● **Excerpt**
------

Index: doc/user_guide.texi
===================================================================
RCS file: /home/mercury1/repository/mercury/doc/user_guide.texi,v
retrieving revision 1.597
diff -u -p -b -r1.597 user_guide.texi
--- doc/user_guide.texi 30 Oct 2009 03:33:26 -0000 1.597
+++ doc/user_guide.texi 5 Nov 2009 04:03:39 -0000
@@ -9711,7 +9711,7 @@ This only has an effect if the executabl
 @findex -P (runtime option)
 Tells the runtime system to use @var{num} threads
 if the program was built in a parallel low-level C grade.
-The mercury runtime attempts to automatically determine this value if support
+The Mercury runtime attempts to automatically determine this value if support
 is available from the operating system.
 If it cannot or support is unavailable it defaults to @samp{1}.
 
@@ -9737,13 +9737,15 @@ grade.
 @sp 1
 @item --thread-pinning
 @findex --thread-pinning
-Request that the runtime system attempts to pin mercury engines (POSIX threads)
+Request that the runtime system attempts to pin Mercury engines (POSIX threads)
 to CPU cores/hardware threads.
-This only has an effect if the executable was build in a parallel low-level C
+This only has an effect if the executable was built in a parallel low-level C
 grade.
-It is disabled by default unless @samp{-P @var{num}} is not specified and the
-runtime system is able to detect the number of processors enabled by the
-operating system.
+This is disabled by default but may be enabled by default in the future.
+@c In case this is enabled by default the following comment is relevant.

------

● **What you will do**
1. In the Mercury user guide diff, what thread count does the runtime fall back to if it can't work out the value on its own?
2. Name every distinct Texinfo command that starts with "@" in the Mercury user guide diff.
3. Continue the Mercury user guide diff from its last line.
The object pointing listing is separate material with no tie to the Mercury user guide diff.

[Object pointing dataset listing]
------

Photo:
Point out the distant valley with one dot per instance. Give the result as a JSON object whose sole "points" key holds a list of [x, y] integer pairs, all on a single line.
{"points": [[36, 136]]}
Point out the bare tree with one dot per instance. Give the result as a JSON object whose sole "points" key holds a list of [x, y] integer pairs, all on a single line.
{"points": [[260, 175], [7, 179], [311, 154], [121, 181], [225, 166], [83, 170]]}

------

● **Results for each task**
1. It defaults to 1.

2. @findex, @var, @samp, @sp, @item, @c

3.
+@c This is disabled by default unless @samp{-P @var{num}} is not specified and the
+@c runtime system is able to detect the number of processors enabled by the
+@c operating system.
 
 @c @item -r @var{num}
 @c @findex -r (runtime option)
Index: runtime/mercury_atomic_ops.c
===================================================================
RCS file: /home/mercury1/repository/mercury/runtime/mercury_atomic_ops.c,v
retrieving revision 1.4
diff -u -p -b -r1.4 mercury_atomic_ops.c
--- runtime/mercury_atomic_ops.c 16 Aug 2009 10:18:36 -0000 1.4
+++ runtime/mercury_atomic_ops.c 24 Aug 2009 04:49:48 -0000
@@ -14,11 +14,12 @@
 #include "mercury_imp.h"
 #include "mercury_atomic_ops.h"
 
+/*---------------------------------------------------------------------------*/
+
 #if defined(MR_LL_PARALLEL_CONJ)
 
-/*---------------------------------------------------------------------------*/
 /*
-** Provide definitions for functions declared `extern inline'.
+** Definitions for the atomic functions declared `extern inline'.
 */
 
 MR_OUTLINE_DEFN(
@@ -69,20 +70,26 @@ MR_OUTLINE_DEFN(
 
 #endif /* MR_LL_PARALLEL_CONJ */
 
+/*---------------------------------------------------------------------------*/
+
 #if defined(MR_THREAD_SAFE) && defined(MR_PROFILE_PARALLEL_EXECUTION_SUPPORT)
 
-#if defined(__GNUC__) && (defined(__i386__) || defined(__amd64__))
+/*
+** Profiling of the parallel runtime.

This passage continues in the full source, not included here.